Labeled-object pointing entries
** start **

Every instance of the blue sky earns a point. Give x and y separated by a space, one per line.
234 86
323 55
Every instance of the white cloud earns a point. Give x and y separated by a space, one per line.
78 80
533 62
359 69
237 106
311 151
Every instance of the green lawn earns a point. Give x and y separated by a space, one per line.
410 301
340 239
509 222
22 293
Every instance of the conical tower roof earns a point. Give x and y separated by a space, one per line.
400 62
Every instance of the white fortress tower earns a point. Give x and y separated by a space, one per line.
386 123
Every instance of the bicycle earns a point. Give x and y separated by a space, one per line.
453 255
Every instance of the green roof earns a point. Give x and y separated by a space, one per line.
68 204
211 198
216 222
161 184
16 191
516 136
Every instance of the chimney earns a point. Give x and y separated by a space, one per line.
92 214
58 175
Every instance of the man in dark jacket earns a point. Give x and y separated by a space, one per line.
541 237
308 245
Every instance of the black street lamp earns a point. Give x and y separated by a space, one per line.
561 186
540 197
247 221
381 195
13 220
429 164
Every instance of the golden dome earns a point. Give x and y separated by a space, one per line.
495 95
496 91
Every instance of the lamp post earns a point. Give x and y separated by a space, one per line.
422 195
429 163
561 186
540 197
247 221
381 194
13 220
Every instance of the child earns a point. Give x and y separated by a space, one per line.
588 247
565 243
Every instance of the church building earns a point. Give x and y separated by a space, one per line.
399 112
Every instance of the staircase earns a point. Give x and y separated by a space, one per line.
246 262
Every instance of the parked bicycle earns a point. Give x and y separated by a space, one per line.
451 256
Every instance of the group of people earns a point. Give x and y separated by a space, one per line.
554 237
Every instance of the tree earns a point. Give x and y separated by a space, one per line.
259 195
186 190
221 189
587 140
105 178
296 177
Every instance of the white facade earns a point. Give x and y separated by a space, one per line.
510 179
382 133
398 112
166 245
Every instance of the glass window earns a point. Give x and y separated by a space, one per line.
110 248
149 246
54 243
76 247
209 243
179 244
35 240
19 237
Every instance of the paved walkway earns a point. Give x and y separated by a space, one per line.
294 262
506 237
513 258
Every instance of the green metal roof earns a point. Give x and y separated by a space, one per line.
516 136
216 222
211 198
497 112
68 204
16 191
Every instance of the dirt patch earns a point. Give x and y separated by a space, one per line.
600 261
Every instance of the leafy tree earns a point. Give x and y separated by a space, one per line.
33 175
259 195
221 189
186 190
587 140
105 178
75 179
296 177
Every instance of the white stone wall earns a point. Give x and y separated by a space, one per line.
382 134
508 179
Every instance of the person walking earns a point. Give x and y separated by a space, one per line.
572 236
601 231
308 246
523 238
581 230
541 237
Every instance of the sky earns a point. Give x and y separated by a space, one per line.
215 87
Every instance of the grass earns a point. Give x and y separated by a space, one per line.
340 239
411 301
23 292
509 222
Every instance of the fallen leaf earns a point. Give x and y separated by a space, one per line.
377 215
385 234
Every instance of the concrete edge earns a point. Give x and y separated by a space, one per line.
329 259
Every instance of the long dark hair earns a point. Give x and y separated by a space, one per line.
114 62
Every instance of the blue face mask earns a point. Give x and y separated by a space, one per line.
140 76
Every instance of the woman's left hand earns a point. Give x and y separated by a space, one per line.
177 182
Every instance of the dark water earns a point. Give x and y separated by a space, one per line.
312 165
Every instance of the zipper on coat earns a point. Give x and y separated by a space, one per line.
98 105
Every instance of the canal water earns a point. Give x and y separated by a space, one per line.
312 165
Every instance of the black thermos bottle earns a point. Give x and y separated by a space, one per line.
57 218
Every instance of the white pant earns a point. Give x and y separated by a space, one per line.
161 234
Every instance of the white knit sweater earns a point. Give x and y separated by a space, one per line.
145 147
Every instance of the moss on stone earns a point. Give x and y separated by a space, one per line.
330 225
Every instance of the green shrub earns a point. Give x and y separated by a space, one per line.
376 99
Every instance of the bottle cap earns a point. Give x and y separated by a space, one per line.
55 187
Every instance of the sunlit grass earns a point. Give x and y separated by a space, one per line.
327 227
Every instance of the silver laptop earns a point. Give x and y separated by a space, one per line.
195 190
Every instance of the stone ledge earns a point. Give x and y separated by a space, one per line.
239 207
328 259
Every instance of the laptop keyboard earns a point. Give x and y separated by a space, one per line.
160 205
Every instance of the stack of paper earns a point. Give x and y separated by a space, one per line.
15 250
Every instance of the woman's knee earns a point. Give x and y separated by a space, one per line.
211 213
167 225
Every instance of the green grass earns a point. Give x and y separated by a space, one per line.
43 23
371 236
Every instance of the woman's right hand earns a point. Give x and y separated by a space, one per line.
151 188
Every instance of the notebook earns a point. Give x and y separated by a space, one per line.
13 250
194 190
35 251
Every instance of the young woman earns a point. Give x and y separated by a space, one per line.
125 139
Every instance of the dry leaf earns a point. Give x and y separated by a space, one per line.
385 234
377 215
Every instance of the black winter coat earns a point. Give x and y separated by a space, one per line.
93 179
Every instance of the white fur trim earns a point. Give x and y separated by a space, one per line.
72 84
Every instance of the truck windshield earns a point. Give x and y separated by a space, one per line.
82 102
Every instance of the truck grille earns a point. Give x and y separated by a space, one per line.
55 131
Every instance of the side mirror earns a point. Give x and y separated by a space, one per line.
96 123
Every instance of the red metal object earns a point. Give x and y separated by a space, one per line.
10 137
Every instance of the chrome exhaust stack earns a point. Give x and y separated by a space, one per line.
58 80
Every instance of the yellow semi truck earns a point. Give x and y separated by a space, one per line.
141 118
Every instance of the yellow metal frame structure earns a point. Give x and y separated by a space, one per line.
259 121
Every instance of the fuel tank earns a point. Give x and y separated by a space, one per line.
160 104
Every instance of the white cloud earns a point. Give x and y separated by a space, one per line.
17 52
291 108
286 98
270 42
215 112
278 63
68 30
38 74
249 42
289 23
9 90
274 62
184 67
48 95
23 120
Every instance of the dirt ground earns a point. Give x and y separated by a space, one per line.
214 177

** end **

> GOAL: Reproduce the material above without altering a single character.

> THE REPLY:
Every instance of the blue sky earns a point. Give x and y separated by a space, one per line.
234 86
323 55
Every instance of the white cloud earns a point. Give x and y separated by a space, one per line.
78 80
533 62
359 69
237 106
311 151
Every instance of the green lawn earns a point. Give x and y separated by a space, one per line.
410 301
340 239
509 222
22 293
Every instance of the conical tower roof earns a point. Give x and y separated by a space, one per line.
400 62
Every instance of the white fortress tower earns a point. Give x and y separated by a space, one per line.
386 123
Every instance of the bicycle earns a point. Give x and y separated by a space, one per line.
453 255
Every instance of the green roof earns a point. Give x and y separated by a space, one per line.
68 204
211 198
216 222
161 184
16 191
516 136
Every instance of the chimney earns a point. Give x and y separated by a space, one per line.
92 214
58 175
Every instance of the man in dark jacket earns a point. Give x and y separated by a space, one per line.
541 237
308 245
Every instance of the black street lamp earns a point. Give x and y separated by a space, one per line.
561 186
540 197
247 221
381 195
13 220
429 164
Every instance of the golden dome earns a point. Give x and y separated by a space, one per line.
495 95
496 91
Every instance of the lamp post earns a point. Give x and y separated by a space, one per line.
422 195
429 163
561 186
540 197
247 221
381 194
13 220
Every instance of the child earns a point. Give x and y separated by a space, one per line.
588 247
565 243
Every instance of the church building earns a point. Give x and y separated by a space, one per line.
399 112
Every instance of the staircase earns a point. Give x and y separated by a space, one per line.
246 262
Every instance of the parked bicycle earns a point. Give x and y separated by a space, one per line.
451 256
Every instance of the group of people earns a point. Give x and y separated by a space, one per line.
554 237
Every instance of the tree earns a point. Give x and y separated by a space, one per line.
259 195
186 190
221 189
587 140
105 178
296 177
Every instance of the white facade earns a point. Give x and y separated by a space, one per line.
510 179
382 133
398 112
166 245
Every instance of the glass window earns a point. Give x and y separated by a space, one per line.
110 248
149 246
54 243
76 247
209 243
179 244
35 240
19 237
Every instance of the paved walkway earns a point. Give x and y separated by a space, one per line.
294 262
506 237
513 258
Every instance of the green metal roof earns a point. Give x and y separated by a space, one per line.
516 136
216 222
211 198
497 112
68 204
16 191
Every instance of the dirt patch earns a point. Give x and y separated by a space, one per line.
600 261
Every instance of the leafy tree earns a point. Give x and y separated by a space, one per line.
33 175
259 195
221 189
186 190
587 140
105 178
75 179
296 177
Every instance of the white stone wall earns a point. Give x and y separated by a space, one per line.
382 134
508 179
Every instance of the person walking earns a point. Give x and y separated by a space, one per line.
572 236
601 231
308 246
523 238
581 230
541 237
Every instance of the sky earns a point. Give x and y separated by a space, one per line.
215 87
Every instance of the grass earns a point. Give x and y separated by a space, one per line.
340 239
411 301
23 292
509 222
Every instance of the fallen leaf earns a point. Give x and y separated by a space, one per line.
377 215
385 234
Every instance of the concrete edge earns a point. Give x and y separated by a space, one per line.
329 259
Every instance of the long dark hair earns a point. Give x and y separated by a space, one per line.
114 62
Every instance of the blue face mask earns a point. Give x and y separated by a space, one per line.
140 76
Every instance of the woman's left hand earns a point. Give x and y separated by a space, one per line.
177 182
Every instance of the dark water earns a point. Give x and y separated by a space, one per line.
312 165
Every instance of the zipper on coat earns a point. Give x and y separated by a space, one per line.
98 105
Every instance of the canal water earns a point. Give x and y separated by a space, one per line.
312 165
Every instance of the black thermos bottle earns a point. Give x and y separated by a space, one per line.
57 218
Every instance of the white pant earns a point. Give x and y separated by a space, one per line.
161 234
Every instance of the white knit sweater earns a point. Give x and y separated by a space, one per line.
145 147
Every instance of the moss on stone earns a point. Give x and y separated by a space, one per line.
330 225
Every instance of the green shrub earns a point. Give x and y separated by a space, one per line.
376 99
Every instance of the bottle cap earns a point. Give x and y separated by a space, one per line.
55 187
Every instance of the sunlit grass earns a point. Give x and y separated by a space, one per line.
327 227
Every instance of the silver laptop earns a point. Give x and y separated by a space, one per line.
195 190
Every instance of the stone ledge earns a point. Give x and y separated by a space, one per line.
239 207
328 259
Every instance of the laptop keyboard earns a point. Give x and y separated by a space, one per line.
160 205
Every instance of the stack of paper earns a point. Give x and y separated by a space, one per line.
15 250
Every instance of the woman's knee earns a point. Give x and y separated by a space, one per line.
211 213
167 225
Every instance of the green grass earns a point. Give x and y separated by a space, one per line.
43 23
371 236
Every instance of the woman's right hand earns a point. Give x and y separated by a space, one per line.
151 188
Every instance of the notebook earns a point. Give x and y separated by a space, one per line.
13 250
194 190
35 251
Every instance of the young woman earns a point. Give x and y separated by a space, one per line.
125 139
Every instance of the dry leaf earns a point. Give x and y separated by a space, one per line.
385 234
377 215
Every instance of the black winter coat earns a point. Give x and y separated by a space, one per line.
93 179
Every instance of the white fur trim earns a point. Give x and y separated by a space, one per line.
72 84
Every instance of the truck windshield earns a point. Give x and y separated by a space, one per line.
82 102
Every instance of the truck grille earns a point. Give x and y separated by a space, one per line.
55 131
Every instance of the side mirror earns a point. Give x and y separated by a space, one per line.
96 123
Every instance of the red metal object earns a point. Give x and y separated by a space, one per line.
10 137
Every instance of the chrome exhaust stack earns a point. Give x and y separated by a space, one per line.
58 80
Every instance of the yellow semi truck earns a point. Give x and y separated by a space, one per line.
141 118
Every instance of the yellow metal frame structure earns a point. Give x and y separated by a space, one per line.
259 121
Every instance of the fuel tank earns a point. Give x and y separated by a space, one per line.
160 104
Every instance of the white cloud earns a point. Give x and y separated by a space, one per line.
17 52
291 108
286 98
270 42
215 112
278 63
68 30
38 74
249 42
289 23
9 90
274 62
184 67
48 95
23 120
Every instance of the dirt ground earns a point. Give x and y separated by a space, one per line.
214 177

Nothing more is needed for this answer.